RECORDED DATA
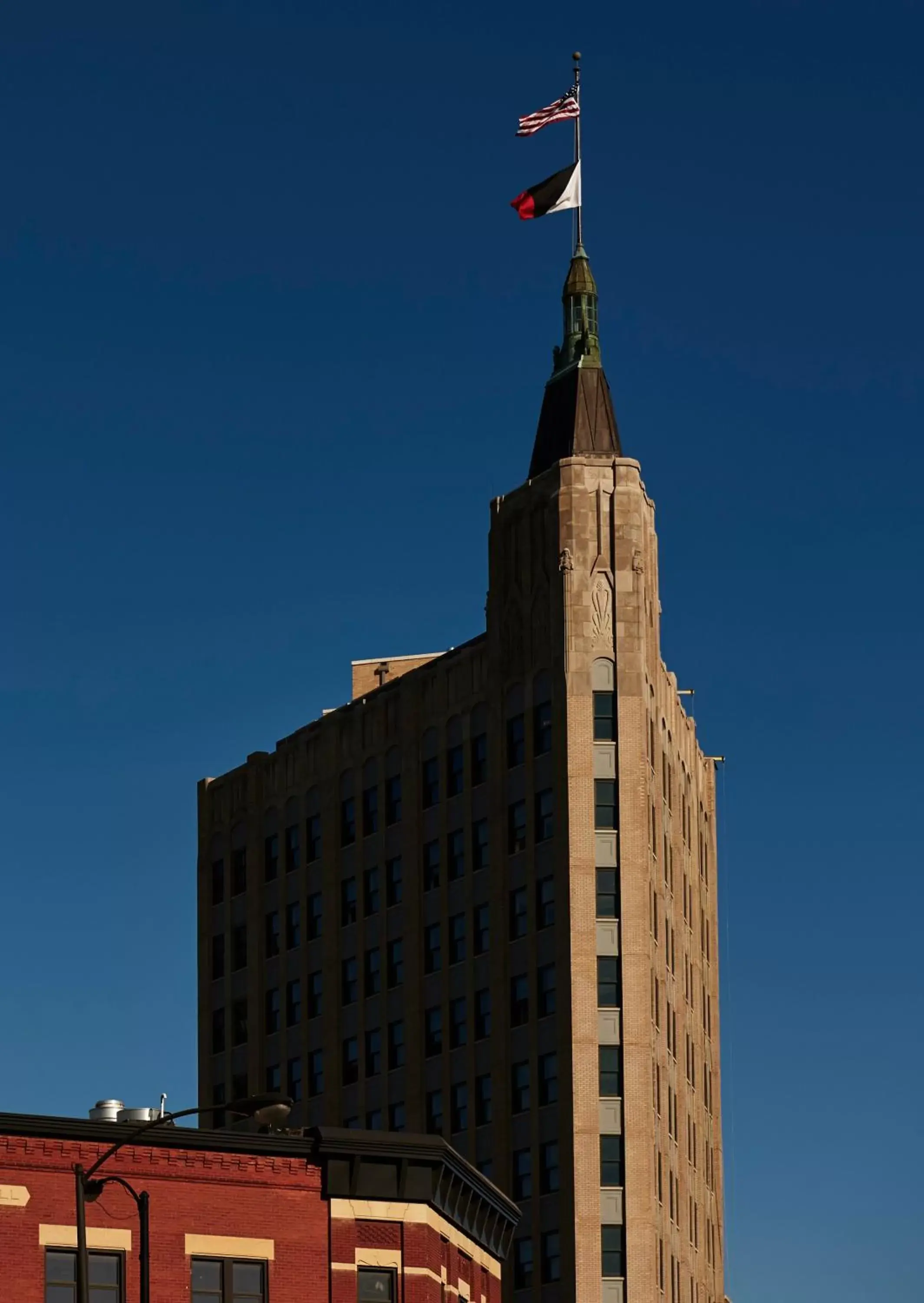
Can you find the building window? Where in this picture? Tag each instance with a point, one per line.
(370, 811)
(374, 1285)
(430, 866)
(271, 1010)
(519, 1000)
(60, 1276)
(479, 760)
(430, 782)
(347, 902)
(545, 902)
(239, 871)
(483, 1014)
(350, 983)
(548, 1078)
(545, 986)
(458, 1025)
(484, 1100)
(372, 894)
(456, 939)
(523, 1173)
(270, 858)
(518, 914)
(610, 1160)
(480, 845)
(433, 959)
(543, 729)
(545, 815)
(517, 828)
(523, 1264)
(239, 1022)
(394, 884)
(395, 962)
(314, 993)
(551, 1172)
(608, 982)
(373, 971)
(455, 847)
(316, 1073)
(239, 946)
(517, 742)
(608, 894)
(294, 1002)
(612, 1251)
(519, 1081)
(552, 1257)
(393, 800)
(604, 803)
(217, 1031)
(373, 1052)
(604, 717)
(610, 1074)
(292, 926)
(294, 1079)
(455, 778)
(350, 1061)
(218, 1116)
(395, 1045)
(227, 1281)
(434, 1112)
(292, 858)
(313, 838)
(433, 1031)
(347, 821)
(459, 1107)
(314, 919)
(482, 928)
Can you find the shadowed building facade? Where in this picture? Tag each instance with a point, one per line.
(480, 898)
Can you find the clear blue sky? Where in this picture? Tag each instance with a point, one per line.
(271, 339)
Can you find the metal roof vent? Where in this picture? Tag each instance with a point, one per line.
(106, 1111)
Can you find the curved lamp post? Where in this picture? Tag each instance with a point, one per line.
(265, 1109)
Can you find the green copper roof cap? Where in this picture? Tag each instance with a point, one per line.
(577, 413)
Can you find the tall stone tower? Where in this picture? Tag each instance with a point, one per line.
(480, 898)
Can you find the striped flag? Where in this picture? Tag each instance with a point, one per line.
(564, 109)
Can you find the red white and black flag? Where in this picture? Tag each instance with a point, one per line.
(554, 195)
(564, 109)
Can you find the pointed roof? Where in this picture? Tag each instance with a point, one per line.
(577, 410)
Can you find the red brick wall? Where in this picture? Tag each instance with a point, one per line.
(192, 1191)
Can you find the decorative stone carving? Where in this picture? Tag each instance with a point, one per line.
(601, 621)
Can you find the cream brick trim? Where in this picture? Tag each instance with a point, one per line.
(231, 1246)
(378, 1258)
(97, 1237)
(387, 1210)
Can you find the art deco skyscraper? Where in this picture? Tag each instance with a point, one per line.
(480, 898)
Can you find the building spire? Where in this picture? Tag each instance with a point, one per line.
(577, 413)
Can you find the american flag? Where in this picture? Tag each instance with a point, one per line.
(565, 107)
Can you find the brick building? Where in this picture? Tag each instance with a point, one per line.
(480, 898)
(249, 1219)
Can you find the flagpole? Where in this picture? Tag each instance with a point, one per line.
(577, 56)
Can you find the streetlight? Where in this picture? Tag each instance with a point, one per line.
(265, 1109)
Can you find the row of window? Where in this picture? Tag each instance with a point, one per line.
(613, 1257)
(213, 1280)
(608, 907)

EXERCISE OBJECTIVE
Please give the items again from the line with "Can you find the art" through the end of the items, changing "streetlight" to "street lamp" and leaving everything else the same.

OUTPUT BELOW
Can you find the art deco skyscraper? Where in this picture? Tag each instance with a point, one per line.
(480, 898)
Can you find the building spire? Where in this picture? Tag each instance with a point, one per line.
(577, 413)
Can you find the american flag? Where in this picture? Tag each instance with a point, one per line.
(565, 107)
Can you find the brick building? Where in this picture? Tag each instance with a point, one per line.
(480, 898)
(249, 1219)
Can you find the flagpole? Where in this picture? Tag each instance with a point, one per line.
(577, 56)
Can you find the street lamp? Where in this picture? Tag each instance with a point, one per line.
(265, 1109)
Can you find the row of window? Where in this picture? Tag each instance with a point, one per line.
(613, 1257)
(213, 1280)
(608, 907)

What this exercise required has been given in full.